Four U of G-led projects have received a total of $997,000 from the federal New Frontiers in Research Fund (NFRF), which supports interdisciplinary projects and encourages inventive approaches to research.
NFRF is a tri-agency program supported by Canada’s three federal research funding agencies — the Canadian Institutes of Health Research, the Natural Sciences and Engineering Research Council and the Social Sciences and Humanities Research Council.
“This generous support is a testament to the trailblazing potential of these projects and to the originality and commitment of these incredible researchers, who are pushing the frontiers of their disciplines to improve life through imagination and innovation,” said Dr. Malcolm Campbell, vice-president (research).
“From climate change, health research and the science of the workplace, U of G researchers are continuing to improve life,” said Lloyd Longfield, MP for Guelph. “This funding from the Government of Canada-NFRF continues to transform research and provide opportunities for innovation in Canada and internationally.”
Dr. Jennifer Geddes-McAlister
Current tests take 24 hours or more for results and do not directly detect antimicrobial resistance. Geddes-McAlister and her collaborators aim to develop innovative tests that identify infection-causing pathogens and their antibiotic sensitivity within hours.
Health professionals will be able to provide their patients with fast and effective treatment, while reducing the spread of antibiotic resistance.
Dr. Shoshanah Jacobs
A professor in the Department of Integrative Biology, College of Biological Science, Jacobs will receive $250,000 to create an exhibition, repository and anthology that will allow visitors to imagine and interact with a climate-changed future.

**DATA SHOWN:**
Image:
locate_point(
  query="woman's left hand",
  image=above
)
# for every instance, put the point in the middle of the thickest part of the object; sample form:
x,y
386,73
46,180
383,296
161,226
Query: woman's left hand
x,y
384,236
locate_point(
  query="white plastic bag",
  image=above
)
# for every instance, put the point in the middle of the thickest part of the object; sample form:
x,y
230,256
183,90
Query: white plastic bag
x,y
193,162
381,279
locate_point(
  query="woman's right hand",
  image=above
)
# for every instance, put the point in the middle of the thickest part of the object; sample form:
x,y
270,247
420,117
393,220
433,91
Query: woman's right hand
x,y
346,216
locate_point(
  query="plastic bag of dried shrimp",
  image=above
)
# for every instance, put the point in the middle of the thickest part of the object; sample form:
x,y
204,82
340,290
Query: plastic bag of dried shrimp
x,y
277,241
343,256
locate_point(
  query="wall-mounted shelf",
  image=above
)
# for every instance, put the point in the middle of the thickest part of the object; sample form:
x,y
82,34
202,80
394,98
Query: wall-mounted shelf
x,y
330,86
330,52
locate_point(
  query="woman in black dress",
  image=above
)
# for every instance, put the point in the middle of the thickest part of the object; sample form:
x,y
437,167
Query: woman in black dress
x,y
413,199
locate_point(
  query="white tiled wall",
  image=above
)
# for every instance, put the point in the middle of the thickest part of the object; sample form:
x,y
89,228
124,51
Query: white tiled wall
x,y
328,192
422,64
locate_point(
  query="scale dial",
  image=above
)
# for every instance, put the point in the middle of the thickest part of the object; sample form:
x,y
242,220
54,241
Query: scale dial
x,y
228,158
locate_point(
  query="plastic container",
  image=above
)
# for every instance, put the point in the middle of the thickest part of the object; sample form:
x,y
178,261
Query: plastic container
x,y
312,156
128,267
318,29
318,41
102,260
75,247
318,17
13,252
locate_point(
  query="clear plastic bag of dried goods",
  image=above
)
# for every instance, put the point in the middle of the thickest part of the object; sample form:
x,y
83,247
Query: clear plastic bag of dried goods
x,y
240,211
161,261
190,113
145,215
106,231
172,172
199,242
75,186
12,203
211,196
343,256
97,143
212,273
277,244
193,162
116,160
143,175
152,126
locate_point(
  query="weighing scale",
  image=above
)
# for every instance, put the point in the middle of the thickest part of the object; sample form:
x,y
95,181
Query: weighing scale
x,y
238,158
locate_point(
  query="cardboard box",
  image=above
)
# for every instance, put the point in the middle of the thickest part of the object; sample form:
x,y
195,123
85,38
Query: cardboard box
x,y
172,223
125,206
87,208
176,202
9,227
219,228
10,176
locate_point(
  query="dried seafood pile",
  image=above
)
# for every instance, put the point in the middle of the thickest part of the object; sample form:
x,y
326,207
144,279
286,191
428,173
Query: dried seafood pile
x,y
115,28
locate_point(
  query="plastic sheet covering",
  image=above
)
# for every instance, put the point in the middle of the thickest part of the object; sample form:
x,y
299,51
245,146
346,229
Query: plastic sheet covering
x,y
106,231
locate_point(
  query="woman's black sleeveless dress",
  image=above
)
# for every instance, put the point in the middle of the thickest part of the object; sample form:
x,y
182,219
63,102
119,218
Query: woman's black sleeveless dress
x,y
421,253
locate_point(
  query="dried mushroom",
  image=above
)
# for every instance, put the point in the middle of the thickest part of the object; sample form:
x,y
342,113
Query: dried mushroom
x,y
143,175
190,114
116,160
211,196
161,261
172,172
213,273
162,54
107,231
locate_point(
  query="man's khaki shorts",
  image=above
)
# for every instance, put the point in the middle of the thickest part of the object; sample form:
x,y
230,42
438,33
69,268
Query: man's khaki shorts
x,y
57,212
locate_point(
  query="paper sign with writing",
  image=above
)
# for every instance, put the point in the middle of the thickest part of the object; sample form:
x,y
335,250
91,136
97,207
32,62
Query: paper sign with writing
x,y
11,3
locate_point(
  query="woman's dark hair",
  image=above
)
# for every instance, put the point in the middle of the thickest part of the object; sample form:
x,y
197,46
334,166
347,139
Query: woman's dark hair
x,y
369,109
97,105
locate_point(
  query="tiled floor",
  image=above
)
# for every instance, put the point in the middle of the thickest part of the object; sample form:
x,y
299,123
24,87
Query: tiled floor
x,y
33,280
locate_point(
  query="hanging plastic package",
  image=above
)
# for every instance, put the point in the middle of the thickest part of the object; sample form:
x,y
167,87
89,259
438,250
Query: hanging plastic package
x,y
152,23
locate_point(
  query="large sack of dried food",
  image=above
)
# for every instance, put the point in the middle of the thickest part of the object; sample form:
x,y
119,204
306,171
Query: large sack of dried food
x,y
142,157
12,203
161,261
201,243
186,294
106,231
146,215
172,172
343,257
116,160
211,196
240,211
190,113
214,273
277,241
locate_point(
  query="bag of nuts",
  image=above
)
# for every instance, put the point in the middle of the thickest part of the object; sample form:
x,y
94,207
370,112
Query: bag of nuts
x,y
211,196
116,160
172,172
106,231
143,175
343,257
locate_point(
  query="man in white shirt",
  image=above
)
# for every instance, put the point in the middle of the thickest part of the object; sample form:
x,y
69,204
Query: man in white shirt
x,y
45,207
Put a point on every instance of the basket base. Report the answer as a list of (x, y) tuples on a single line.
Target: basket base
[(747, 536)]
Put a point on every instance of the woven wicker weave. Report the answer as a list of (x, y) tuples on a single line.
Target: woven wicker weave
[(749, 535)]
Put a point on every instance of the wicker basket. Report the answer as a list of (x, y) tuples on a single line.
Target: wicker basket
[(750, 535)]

**WHAT YOU WILL DO:**
**A.** From the funding announcement, quote the part that opens with the words containing "Dr. Shoshanah Jacobs" and closes with "a climate-changed future.".
**B.** Carry on the funding announcement after its last sentence.
None of the records matter here.

**PER-TASK OUTPUTS:**
**A.**
Dr. Shoshanah Jacobs
A professor in the Department of Integrative Biology, College of Biological Science, Jacobs will receive $250,000 to create an exhibition, repository and anthology that will allow visitors to imagine and interact with a climate-changed future.

**B.**
The exhibition will feature “Manufactured Ecosystems” in which all ecological functions have been replaced by biomimetic technologies, human-made devices that mimic the structures and processes of the natural world.
Jacobs and their international team of collaborators hope the exhibition will reshape current narratives about climate change and spark future-thinking dialogue among visitors.
Dr. Mauricio Seguel
Seguel, a professor in the Department of Pathobiology, Ontario Veterinary College, will receive $247,000 to study how transferring microbiomes — the body’s community of resident microorganisms — from one body to another might influence immunity.
He and his collaborators will study the development of immunity in newborn South American fur seals by measuring changes in the pups’ microbiomes as their social network grows.
The team hopes the research will provide evidence that social interactions can lead to immunity and bring about novel interventions for boosting immune health.
Dr. Sheng Yang
A professor in the School of Engineering, College of Engineering and Physical Sciences, Yang will receive $250,000 to improve virtual environments used to test and refine manufacturing processes and systems.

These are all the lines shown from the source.